**The exercise**
Below is some material; transcribe all of it exactly.

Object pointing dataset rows

○ ○ ○ ○ ○ ○ ○

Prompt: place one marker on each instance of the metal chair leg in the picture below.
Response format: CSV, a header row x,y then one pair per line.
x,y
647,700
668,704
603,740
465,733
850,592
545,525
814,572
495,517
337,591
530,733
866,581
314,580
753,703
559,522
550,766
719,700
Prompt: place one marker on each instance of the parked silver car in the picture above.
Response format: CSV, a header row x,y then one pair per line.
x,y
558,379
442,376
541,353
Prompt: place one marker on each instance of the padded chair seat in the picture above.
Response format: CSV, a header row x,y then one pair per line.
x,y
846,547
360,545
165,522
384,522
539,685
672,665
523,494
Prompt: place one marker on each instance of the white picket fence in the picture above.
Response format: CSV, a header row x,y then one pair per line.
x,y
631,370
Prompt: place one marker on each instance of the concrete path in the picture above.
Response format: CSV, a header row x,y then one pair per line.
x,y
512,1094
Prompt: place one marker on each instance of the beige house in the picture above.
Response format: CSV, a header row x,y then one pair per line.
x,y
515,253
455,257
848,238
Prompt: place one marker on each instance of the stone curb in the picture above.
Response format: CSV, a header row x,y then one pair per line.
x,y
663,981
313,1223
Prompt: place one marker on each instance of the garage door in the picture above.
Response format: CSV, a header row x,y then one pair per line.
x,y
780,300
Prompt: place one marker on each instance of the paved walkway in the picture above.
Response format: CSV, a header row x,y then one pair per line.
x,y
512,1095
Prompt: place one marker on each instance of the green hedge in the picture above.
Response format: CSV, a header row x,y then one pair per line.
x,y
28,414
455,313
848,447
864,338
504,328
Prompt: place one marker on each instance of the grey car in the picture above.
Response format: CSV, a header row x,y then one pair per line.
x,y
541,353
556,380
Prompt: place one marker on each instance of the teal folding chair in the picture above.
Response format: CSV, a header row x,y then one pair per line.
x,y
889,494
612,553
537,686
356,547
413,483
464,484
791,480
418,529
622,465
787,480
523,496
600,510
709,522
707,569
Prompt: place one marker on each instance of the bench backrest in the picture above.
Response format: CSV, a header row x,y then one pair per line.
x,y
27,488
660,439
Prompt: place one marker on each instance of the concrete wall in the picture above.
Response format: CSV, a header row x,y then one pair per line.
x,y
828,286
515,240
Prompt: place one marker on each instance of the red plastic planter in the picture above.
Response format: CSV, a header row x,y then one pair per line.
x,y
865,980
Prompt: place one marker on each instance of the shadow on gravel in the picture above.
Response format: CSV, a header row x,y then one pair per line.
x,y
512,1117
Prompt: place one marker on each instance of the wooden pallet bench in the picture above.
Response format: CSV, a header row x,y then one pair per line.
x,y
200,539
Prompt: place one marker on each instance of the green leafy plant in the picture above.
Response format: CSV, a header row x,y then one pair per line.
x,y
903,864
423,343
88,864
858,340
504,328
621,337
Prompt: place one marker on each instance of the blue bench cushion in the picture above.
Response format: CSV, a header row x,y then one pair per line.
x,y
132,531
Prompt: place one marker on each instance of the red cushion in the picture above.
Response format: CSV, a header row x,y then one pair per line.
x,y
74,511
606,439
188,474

○ ○ ○ ○ ○ ○ ○

**Finished answer**
Prompt: place one marker on each instance of the metal chair leg in the picture below.
Response format: CSV, a header row x,y then one pair per line.
x,y
647,700
668,704
603,740
465,733
850,592
545,525
814,572
495,517
337,591
530,733
866,581
314,580
753,703
559,522
550,766
719,700
Prompt: place one marker on each instance of the parked silver car in the picture above.
Response format: CSV, a header row x,y then one pair per line.
x,y
558,379
442,376
541,353
Prompt: place one marker on each instance of the padded chair seat in the picture above.
Response format: CSV, a header row x,y then one pair per line.
x,y
846,547
360,545
165,522
384,522
539,685
672,665
523,494
Prompt: place one marker on each instance of the white picket fence in the picture above.
Response format: CSV, a header row x,y then one pair per line.
x,y
631,370
Prompt: place one marker on each instance of the concrete path in the picture above.
Response format: CSV, a header row x,y then one pair per line.
x,y
512,1094
Prompt: place one marker on each instance of the beige house in the picture above.
Response format: CSV, a header row x,y then one pair per line.
x,y
515,253
455,257
848,238
Prompt: place one marker on each instance of the stone curb in the picture above.
Response format: CSV, a header row x,y then one pair per line.
x,y
663,981
313,1223
Prompt: place one marker on each instance of the garage door in the picture above.
Response format: CSV, a header row x,y then one pair per line.
x,y
780,300
Prompt: place one marker on each instance of the paved walkway in the picture above.
Response format: CSV, a header row x,y then one pair per line.
x,y
512,1095
Prompt: place one marker on each instance of the green hedge in the picture above.
Response format: CSV, a header row x,y then one pair per line.
x,y
28,414
455,313
848,447
864,338
504,328
Prompt: place one marker on each instance of the grey car in the picture above.
Response format: CSV, a header row x,y then one pair per line.
x,y
541,353
556,380
Prompt: place one marker on each instance of the teal folding chair in the picture above.
Response format: CSV, a header row x,y then one pair per line.
x,y
889,494
612,553
537,686
356,547
413,483
464,484
791,480
418,529
622,465
787,480
523,496
600,510
709,522
707,569
Prompt: place one marker on each instance of the bench backrest in the picture above.
Response format: CSV, a header row x,y then one pair per line.
x,y
27,488
660,439
Prompt: place one marker on each instance of the concrete wall in the picture above.
Response format: CSV, a header row x,y then one pair per line.
x,y
828,286
515,240
Prompt: place one marker on each instance of the red plastic planter in the picture above.
Response format: CSV, a header row x,y then one pair per line.
x,y
865,980
Prompt: place one marker on each instance of the shadow on gravel in the picture above.
Response format: CSV, a header row x,y then one pair per line.
x,y
512,1117
Prompt: place one marker on each instance of the wooden pallet bench in the picture above.
Response format: CSV, a header row x,y then one pair per line.
x,y
200,539
Prompt: place one marker on each instance of the green leafy plant in the picture above.
Response format: CSV, a header row x,y then one pair per line.
x,y
903,864
423,343
88,864
858,340
504,328
621,337
Prompt: place one marker on each instance of the blue bench cushion in the picture above.
Response format: CSV, a header row x,y then one pair per line.
x,y
132,531
Prompt: place one marker on each instance of the red cushion in the picture above.
Response format: CSV, a header row x,y then one pair per line.
x,y
74,511
606,439
188,474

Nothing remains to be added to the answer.